--- Begin DATA EXCERPTS ---
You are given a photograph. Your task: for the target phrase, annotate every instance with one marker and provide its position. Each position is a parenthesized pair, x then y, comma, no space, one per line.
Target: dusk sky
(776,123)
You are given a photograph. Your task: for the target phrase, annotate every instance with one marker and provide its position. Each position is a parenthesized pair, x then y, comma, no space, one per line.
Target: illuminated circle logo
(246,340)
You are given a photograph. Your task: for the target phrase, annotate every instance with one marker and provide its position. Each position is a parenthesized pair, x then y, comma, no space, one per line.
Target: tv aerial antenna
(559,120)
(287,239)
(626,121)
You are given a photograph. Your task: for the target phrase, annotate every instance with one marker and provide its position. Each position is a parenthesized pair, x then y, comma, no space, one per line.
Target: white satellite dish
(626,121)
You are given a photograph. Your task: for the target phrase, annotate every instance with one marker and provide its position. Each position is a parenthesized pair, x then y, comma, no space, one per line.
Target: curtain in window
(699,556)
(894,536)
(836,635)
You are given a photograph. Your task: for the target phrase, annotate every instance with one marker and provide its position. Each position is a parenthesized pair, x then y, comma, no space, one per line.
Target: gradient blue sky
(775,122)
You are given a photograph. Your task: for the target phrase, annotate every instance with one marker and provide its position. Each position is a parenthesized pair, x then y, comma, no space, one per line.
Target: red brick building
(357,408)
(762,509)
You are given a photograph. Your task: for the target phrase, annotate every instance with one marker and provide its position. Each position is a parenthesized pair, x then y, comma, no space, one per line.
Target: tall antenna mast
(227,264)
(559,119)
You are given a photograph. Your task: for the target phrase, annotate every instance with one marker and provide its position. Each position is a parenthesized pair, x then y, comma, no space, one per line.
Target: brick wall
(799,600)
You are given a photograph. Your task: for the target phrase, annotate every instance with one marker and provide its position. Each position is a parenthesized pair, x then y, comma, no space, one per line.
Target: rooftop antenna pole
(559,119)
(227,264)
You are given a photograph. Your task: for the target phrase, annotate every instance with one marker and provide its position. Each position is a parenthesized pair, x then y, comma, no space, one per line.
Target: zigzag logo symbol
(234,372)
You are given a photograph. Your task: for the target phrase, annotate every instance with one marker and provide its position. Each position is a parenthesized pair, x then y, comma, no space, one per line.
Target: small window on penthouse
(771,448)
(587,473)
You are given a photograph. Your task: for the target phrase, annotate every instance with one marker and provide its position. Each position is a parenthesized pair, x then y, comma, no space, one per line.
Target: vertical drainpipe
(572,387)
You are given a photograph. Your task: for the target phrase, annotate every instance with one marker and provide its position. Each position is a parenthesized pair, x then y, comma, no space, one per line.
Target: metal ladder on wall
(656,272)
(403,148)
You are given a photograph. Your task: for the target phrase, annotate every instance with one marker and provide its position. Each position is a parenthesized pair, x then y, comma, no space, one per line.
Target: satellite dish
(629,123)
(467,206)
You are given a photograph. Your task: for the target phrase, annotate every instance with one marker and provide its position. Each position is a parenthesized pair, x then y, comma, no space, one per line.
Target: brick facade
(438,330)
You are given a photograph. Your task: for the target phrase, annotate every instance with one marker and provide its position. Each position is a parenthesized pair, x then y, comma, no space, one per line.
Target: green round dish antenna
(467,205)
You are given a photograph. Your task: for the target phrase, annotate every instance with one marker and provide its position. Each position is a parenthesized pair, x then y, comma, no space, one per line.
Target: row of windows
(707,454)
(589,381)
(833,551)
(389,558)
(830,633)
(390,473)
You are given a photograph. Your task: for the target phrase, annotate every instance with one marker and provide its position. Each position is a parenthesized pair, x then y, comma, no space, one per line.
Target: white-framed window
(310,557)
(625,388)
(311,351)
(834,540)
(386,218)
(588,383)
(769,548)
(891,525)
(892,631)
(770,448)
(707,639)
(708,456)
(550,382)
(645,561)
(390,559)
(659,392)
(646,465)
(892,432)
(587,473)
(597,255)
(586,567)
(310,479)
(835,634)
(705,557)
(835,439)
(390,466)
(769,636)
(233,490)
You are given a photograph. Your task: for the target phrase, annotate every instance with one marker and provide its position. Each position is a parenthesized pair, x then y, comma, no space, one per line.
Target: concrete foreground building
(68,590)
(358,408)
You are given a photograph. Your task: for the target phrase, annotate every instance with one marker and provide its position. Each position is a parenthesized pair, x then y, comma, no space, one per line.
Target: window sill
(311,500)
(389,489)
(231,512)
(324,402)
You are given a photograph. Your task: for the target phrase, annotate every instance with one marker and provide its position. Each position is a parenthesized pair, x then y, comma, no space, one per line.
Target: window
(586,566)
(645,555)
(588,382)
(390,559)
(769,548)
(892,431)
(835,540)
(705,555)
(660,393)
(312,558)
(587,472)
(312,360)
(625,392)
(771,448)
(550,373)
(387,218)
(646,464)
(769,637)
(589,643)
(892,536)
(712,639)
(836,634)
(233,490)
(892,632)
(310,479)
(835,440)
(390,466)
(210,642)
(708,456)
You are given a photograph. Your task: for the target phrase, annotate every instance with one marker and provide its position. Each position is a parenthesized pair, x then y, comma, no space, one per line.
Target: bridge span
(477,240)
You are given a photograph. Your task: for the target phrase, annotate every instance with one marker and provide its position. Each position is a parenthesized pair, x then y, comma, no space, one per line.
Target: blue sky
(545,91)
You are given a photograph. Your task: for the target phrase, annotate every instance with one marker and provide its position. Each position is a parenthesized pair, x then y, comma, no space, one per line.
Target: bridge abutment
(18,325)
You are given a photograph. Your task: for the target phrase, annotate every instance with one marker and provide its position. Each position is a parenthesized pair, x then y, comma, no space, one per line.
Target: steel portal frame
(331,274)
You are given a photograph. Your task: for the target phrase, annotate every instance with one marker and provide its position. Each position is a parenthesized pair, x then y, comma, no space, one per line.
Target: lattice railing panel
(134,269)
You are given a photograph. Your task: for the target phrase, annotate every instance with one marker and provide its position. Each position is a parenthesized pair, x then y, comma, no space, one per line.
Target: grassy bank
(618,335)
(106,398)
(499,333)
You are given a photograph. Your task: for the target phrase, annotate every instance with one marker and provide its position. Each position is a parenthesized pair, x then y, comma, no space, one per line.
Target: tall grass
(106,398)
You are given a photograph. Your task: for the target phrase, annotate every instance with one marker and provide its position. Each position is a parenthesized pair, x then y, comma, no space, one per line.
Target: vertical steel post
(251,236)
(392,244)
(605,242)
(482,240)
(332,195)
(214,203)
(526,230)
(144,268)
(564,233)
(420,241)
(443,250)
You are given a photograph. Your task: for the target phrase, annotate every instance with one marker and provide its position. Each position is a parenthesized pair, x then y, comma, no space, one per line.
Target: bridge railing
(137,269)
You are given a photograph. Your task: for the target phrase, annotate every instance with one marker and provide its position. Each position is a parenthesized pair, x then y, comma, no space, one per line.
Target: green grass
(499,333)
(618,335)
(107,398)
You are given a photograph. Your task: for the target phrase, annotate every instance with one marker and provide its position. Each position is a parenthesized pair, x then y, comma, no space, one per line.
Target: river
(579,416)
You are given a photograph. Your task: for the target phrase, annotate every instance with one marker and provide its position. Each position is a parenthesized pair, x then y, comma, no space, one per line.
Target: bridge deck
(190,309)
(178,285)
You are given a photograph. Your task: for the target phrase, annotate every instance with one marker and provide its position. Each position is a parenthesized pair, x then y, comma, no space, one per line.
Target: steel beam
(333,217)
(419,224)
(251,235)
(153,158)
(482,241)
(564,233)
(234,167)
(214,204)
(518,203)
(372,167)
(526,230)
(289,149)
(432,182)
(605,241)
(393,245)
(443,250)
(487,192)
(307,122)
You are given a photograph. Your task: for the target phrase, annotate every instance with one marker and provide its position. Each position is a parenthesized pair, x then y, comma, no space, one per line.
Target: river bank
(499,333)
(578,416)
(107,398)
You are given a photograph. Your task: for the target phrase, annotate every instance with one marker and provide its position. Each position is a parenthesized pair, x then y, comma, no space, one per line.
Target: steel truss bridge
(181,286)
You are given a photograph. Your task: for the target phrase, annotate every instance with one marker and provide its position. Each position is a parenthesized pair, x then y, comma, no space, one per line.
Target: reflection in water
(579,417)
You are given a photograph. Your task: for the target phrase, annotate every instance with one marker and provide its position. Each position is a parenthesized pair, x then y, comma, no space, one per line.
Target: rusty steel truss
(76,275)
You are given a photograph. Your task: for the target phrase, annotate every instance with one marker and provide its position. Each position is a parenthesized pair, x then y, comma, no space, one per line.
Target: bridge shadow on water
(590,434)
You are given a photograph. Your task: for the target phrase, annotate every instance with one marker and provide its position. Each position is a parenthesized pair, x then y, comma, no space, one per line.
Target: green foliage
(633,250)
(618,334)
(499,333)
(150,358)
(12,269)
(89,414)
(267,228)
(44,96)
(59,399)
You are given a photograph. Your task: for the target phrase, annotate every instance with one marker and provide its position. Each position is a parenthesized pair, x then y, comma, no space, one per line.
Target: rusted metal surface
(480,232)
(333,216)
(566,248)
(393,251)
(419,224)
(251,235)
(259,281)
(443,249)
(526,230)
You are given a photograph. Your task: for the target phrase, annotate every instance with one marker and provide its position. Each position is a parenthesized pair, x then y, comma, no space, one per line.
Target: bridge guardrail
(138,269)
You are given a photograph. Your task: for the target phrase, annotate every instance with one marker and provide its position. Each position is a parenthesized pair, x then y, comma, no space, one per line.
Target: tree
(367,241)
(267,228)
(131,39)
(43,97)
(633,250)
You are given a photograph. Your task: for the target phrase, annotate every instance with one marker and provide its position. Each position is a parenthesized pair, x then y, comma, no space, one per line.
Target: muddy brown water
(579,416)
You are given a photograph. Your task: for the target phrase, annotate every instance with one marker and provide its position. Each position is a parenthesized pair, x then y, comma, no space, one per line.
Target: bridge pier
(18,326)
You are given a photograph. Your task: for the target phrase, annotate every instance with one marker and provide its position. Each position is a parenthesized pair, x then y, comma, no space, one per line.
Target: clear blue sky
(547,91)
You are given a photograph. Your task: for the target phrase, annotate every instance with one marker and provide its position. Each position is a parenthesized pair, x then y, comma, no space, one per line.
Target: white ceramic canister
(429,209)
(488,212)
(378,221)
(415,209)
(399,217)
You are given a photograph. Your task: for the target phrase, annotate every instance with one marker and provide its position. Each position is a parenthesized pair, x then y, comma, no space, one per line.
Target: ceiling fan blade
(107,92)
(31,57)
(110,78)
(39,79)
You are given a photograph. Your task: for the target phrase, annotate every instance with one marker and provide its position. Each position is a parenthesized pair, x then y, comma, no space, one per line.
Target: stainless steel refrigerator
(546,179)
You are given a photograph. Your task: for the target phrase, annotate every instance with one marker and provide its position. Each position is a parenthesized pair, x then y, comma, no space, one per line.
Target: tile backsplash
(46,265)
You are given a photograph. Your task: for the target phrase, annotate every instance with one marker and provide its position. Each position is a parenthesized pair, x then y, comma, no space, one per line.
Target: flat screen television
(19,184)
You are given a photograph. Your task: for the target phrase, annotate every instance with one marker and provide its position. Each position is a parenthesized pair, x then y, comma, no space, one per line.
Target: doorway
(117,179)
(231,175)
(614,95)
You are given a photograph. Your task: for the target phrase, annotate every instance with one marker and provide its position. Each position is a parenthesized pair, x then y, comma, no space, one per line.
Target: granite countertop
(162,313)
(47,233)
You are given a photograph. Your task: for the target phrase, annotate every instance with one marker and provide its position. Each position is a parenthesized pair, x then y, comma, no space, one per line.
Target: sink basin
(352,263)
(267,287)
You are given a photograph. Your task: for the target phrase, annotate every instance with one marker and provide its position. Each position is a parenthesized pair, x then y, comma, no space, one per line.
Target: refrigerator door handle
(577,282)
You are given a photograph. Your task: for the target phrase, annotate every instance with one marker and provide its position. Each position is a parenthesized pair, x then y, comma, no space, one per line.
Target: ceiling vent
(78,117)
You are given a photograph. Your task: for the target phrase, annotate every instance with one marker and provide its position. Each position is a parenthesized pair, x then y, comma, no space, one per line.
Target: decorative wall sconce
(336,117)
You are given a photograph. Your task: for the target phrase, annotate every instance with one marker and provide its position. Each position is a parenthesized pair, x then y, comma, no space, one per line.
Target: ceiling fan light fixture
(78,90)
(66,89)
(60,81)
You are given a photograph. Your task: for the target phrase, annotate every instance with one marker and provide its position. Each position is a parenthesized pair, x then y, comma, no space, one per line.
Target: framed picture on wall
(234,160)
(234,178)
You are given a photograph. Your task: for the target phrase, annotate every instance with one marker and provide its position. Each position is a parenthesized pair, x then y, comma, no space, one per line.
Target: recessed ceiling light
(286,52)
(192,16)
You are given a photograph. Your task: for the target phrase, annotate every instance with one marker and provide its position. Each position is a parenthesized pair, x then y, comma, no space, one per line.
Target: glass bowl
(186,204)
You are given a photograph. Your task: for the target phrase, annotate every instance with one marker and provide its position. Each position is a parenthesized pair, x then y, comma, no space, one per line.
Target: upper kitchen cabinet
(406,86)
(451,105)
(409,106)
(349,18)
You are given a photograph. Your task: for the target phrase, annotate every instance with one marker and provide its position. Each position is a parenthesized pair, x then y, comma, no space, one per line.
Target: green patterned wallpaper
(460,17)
--- End DATA EXCERPTS ---
Return every line from the rows above that contains the word "logo".

Target: illuminated circle logo
Target: zigzag logo symbol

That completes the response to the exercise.